# taz.de -- Kevin Spacey im „Zeit-Magazin“: Nach dem Canceln das Comeback
       
       > Wenn sie prominent sind, werden mutmaßliche MeToo-Täter schnell
       > rehabilitiert. Das zeigt nicht nur ein aktuelles Interview mit Kevin
       > Spacey.
       
 (IMG) Bild: Sieht sich auf der Ersatzbank: Schauspieler Kevin Spacey
       
       Könnte nächsten Monat vielleicht schon das große Comeback-Interview mit
       Till Lindemann im Zeit-Magazin kommen? Schlagzeile: „Ich dachte, sie
       wollten es auch … Vielleicht hätte ich sie zuerst wecken sollen.“ Eine
       Journalistin könnte mit dem Popstar Gassi gehen, einen Kaffee to go in der
       Hand. Abends ginge man in eine verranzte Kneipe, in der jeder „den Till“
       kennt und schätzt.
       
       Natürlich würde man im Interview nicht [1][über die Vorwürfe sexualisierter
       Gewalt sprechen], die eine ganze Reihe junger Frauen gegen Lindemann
       erheben. Man würde behaupten, das liege daran, dass das juristische
       Verfahren noch läuft, in Wahrheit ginge es darum, dass der Sänger nicht
       eingeschnappt ist und das Exklusivinterview kurzerhand abbricht, welches
       online natürlich auf Englisch übersetzt und bitte von allen internationalen
       Medien zitiert würde.
       
       Lindemann dürfte sicher erzählen, wie schwer die Zeit war, nachdem sein
       Label bekannt gab, weniger Werbung für seine Platte zu machen, und eine
       Handvoll Leute sich tatsächlich mit Transpis vor dem ausverkauften
       Stadionkonzert trafen, um gegen den Rammstein-Auftritt zu protestieren.
       Erschütternd. Diese Cancel Culture zerstört doch jeden.
       
       Das ist natürlich alles ausgedacht und rein hypothetisch, ich denke, die
       meisten Leser_innen verstehen den Zweck eines Konjunktivs. Es sei trotzdem
       noch mal erwähnt für potenziell mitlesende, übereifrige Anwaltskanzleien.
---+---
* _AUFGABEN_:
• A. In welche Sprache würde das hypothetische Interview laut dem Textauszug online übersetzt?
• B. Gib aus dem Textauszug den Abschnitt wortgetreu wieder, der mit „Natürlich würde man“ beginnt und bis einschließlich „Rammstein-Auftritt zu protestieren.“ reicht.
---+---
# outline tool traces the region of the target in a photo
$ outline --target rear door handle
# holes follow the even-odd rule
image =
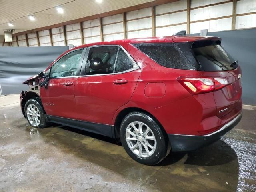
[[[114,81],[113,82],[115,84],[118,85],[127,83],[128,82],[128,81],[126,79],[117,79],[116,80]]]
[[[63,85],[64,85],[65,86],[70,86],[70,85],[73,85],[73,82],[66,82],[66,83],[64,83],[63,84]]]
---+---
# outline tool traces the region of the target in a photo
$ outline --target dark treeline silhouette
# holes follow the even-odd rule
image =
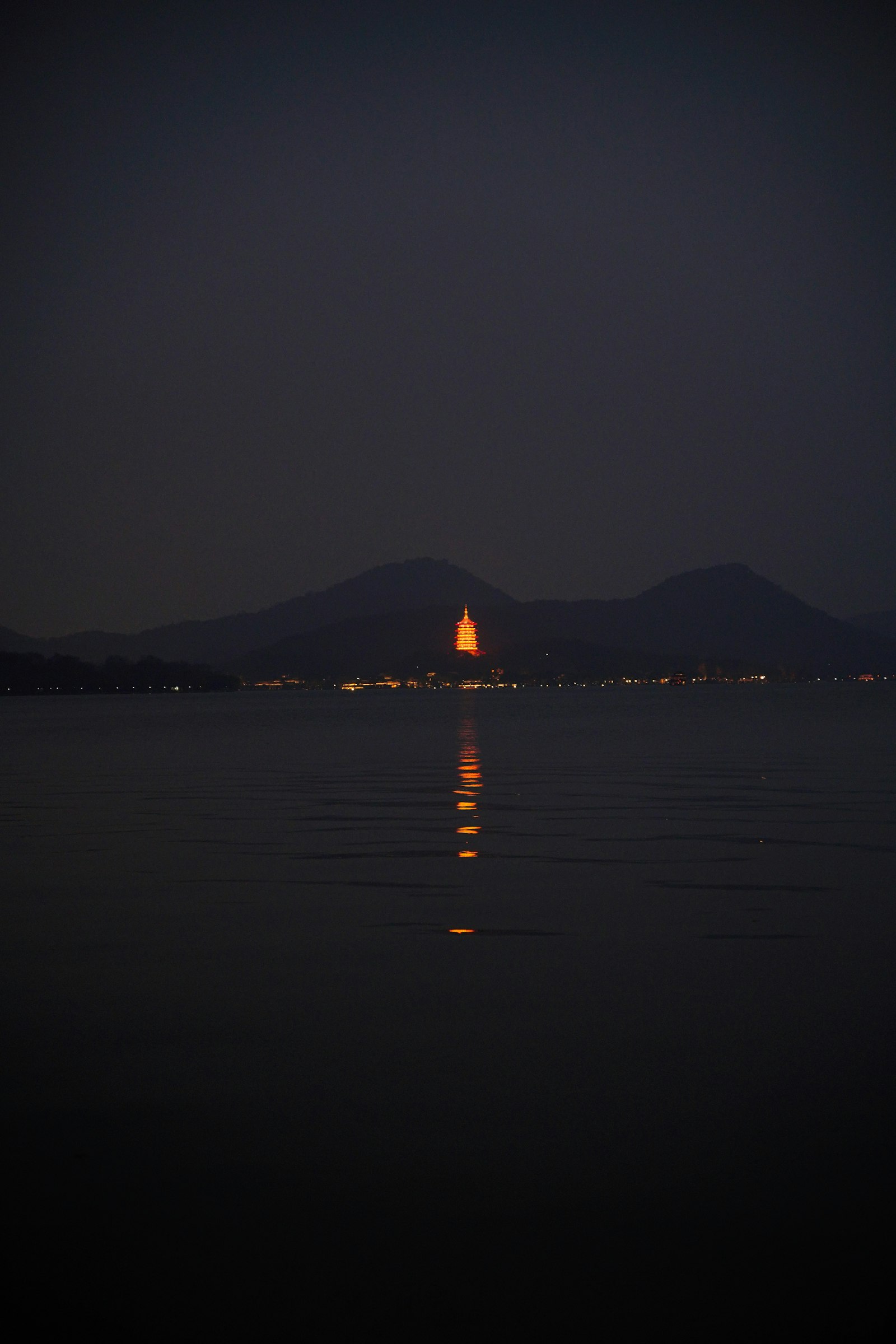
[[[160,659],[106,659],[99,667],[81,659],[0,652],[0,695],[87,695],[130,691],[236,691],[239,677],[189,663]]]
---+---
* _ANTWORTEN JE AUFGABE_:
• A. Ins Englische.

• B.
Natürlich würde man im Interview nicht [1][über die Vorwürfe sexualisierter
       Gewalt sprechen], die eine ganze Reihe junger Frauen gegen Lindemann
       erheben. Man würde behaupten, das liege daran, dass das juristische
       Verfahren noch läuft, in Wahrheit ginge es darum, dass der Sänger nicht
       eingeschnappt ist und das Exklusivinterview kurzerhand abbricht, welches
       online natürlich auf Englisch übersetzt und bitte von allen internationalen
       Medien zitiert würde.
       
       Lindemann dürfte sicher erzählen, wie schwer die Zeit war, nachdem sein
       Label bekannt gab, weniger Werbung für seine Platte zu machen, und eine
       Handvoll Leute sich tatsächlich mit Transpis vor dem ausverkauften
       Stadionkonzert trafen, um gegen den Rammstein-Auftritt zu protestieren.